### TO DO
Reproduce every line of the material below, requests included, and scale each point coordinate in the answers by 2.35, rounding to the nearest whole number with halves rounded up. Leave the numbers in the requests and in their format samples unchanged.

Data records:
§ §
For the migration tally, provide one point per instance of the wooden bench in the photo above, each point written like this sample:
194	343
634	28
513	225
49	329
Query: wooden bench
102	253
§ §
### FULL OUTPUT
For the migration tally, provide one point per instance of the wooden bench in the photo above, each point written like this sample:
194	343
634	28
513	225
49	329
Query: wooden bench
240	595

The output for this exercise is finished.